[Ausgewählter Abschnitt]

____

21.10.2025

NPRG Interview

Sileia Urech, Leiterin der Roche-Medienstelle
Sileia Urech, Leiterin der Roche-Medienstelle 

„KI verändert unsere Kommunikationsarbeit grundlegend“ 

NPRG Co-Präsident Satoshi Sugimoto im Gespräch mit Sileia Urech, Leiterin der Roche-Medienstelle

„KI verändert unsere Kommunikationsarbeit grundlegend“ – Gespräch mit Sileia Urech, Leiterin der Roche-Medienstelle

Sileia Urech leitet die globale Medienstelle bei Roche, einem der weltweit führenden Gesundheitsunternehmen - und Kollektivmitglied der NPRG. Im Interview spricht Sie über Chancen und Risiken von KI, wie sich deren Einsatz über die letzten Jahre in der Medienarbeit bei Roche etabliert hat und welche Kompetenzen in der Kommunikationsarbeit der Zukunft entscheidend sein werden.

Sileia, Du leitest die globale Medienstelle bei Roche. Wann und wie habt Ihr begonnen, künstliche Intelligenz in Eurer Arbeit einzusetzen?

____

[Bereitgestellte Daten]
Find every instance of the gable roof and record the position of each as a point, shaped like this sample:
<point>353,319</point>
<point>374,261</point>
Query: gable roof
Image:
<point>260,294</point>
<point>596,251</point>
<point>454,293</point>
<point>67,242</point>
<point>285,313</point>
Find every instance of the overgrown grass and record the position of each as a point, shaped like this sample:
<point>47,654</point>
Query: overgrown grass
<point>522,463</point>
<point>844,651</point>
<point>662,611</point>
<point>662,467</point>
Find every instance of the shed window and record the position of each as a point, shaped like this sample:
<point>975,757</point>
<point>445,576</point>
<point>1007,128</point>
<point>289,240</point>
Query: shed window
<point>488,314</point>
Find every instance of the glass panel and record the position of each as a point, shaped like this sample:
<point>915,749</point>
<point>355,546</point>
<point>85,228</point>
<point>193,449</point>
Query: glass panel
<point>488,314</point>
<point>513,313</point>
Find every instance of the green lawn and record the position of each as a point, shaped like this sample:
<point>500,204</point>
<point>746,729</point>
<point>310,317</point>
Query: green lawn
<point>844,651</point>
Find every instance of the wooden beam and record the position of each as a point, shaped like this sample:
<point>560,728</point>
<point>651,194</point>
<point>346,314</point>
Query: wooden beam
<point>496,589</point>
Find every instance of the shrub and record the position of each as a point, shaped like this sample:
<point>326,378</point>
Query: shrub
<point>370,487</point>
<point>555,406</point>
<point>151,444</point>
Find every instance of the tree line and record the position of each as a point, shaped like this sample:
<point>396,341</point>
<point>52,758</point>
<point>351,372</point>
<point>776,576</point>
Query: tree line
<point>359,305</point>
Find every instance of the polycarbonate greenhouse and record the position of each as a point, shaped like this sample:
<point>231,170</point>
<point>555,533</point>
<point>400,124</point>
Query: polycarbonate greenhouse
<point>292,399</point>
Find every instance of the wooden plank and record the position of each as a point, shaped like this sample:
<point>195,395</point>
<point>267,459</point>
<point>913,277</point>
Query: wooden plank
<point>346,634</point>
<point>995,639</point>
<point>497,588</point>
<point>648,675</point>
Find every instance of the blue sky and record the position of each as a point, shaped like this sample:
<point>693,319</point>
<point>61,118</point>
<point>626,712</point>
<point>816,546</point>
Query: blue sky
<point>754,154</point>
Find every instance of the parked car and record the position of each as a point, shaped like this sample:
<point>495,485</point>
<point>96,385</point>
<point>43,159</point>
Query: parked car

____

[Arbeitsauftrag]
Schreibe aus dem Interview den Abschnitt ab, der mit den Worten „NPRG Co-Präsident Satoshi“ beginnt, und höre nach den Worten „entscheidend sein werden.“ auf. Die Daten werden für die Bearbeitung nicht benötigt.

[Schriftliche Antwort]
NPRG Co-Präsident Satoshi Sugimoto im Gespräch mit Sileia Urech, Leiterin der Roche-Medienstelle

„KI verändert unsere Kommunikationsarbeit grundlegend“ – Gespräch mit Sileia Urech, Leiterin der Roche-Medienstelle

Sileia Urech leitet die globale Medienstelle bei Roche, einem der weltweit führenden Gesundheitsunternehmen - und Kollektivmitglied der NPRG. Im Interview spricht Sie über Chancen und Risiken von KI, wie sich deren Einsatz über die letzten Jahre in der Medienarbeit bei Roche etabliert hat und welche Kompetenzen in der Kommunikationsarbeit der Zukunft entscheidend sein werden.